◆ What is expected
Find the string "glass" in the listing and report every line that has it.

◆ Supplied records
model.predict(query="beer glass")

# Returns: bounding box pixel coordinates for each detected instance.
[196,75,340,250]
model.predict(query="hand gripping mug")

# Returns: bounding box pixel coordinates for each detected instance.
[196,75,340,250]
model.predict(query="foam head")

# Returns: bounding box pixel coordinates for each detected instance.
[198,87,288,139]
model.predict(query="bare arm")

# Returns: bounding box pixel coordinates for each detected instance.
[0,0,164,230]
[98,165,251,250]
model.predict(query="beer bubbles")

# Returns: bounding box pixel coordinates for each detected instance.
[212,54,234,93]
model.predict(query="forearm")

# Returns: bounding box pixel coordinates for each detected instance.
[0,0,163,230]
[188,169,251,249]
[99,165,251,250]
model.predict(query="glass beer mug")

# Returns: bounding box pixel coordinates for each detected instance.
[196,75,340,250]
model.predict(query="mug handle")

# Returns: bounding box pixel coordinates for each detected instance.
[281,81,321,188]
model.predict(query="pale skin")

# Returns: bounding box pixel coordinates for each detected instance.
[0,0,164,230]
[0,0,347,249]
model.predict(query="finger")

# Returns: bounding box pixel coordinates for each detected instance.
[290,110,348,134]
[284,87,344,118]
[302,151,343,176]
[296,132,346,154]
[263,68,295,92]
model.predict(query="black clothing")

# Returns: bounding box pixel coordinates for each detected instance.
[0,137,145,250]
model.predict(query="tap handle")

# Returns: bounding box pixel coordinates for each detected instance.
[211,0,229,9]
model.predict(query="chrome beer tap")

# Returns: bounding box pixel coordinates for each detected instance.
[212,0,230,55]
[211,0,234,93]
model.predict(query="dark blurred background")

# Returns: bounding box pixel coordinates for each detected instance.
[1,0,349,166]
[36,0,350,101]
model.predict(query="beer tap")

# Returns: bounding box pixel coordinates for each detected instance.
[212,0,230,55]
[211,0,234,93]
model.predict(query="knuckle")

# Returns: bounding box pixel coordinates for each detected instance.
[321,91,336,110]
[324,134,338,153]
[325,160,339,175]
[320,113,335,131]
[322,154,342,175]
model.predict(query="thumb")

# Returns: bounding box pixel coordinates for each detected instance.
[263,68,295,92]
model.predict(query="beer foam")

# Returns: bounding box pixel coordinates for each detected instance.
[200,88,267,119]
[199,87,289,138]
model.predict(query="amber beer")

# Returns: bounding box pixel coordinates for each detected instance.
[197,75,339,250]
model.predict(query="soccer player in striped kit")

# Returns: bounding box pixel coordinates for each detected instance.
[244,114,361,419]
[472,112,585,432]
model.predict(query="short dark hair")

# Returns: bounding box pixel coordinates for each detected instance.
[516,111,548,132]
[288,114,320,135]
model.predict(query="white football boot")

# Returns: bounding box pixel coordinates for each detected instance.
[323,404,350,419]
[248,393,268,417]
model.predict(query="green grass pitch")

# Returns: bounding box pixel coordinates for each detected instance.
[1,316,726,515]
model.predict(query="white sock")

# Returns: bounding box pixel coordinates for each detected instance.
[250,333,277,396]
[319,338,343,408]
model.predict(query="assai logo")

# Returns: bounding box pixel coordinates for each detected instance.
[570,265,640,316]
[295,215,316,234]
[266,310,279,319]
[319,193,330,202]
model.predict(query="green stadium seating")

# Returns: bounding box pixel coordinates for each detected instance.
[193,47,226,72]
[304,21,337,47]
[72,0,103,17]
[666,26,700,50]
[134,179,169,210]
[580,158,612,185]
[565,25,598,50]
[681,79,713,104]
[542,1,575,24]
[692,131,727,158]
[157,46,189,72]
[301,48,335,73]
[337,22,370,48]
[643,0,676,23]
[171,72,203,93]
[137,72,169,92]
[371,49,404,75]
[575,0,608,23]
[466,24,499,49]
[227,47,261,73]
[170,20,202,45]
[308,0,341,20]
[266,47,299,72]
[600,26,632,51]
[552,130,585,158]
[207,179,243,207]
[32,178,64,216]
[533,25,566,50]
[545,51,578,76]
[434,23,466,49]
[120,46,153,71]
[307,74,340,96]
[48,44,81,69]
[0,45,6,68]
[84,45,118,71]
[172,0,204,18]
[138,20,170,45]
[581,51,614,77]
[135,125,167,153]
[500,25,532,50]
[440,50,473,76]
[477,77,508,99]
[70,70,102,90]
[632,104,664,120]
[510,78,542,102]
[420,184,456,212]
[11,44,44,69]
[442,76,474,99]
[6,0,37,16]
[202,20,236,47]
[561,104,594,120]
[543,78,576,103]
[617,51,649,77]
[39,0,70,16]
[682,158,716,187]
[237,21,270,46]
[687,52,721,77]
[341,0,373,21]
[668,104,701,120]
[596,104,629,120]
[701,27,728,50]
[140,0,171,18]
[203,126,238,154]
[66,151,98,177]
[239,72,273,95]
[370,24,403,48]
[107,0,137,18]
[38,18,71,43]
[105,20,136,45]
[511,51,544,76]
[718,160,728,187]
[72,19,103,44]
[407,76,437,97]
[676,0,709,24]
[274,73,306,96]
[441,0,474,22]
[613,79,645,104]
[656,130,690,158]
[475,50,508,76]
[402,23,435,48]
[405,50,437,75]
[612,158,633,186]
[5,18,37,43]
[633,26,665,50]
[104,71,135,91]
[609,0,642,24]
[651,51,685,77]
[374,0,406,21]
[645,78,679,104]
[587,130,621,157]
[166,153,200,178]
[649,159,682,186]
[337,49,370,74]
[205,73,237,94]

◆ Your solution
model.predict(query="beer glass")
model.predict(query="glass beer mug")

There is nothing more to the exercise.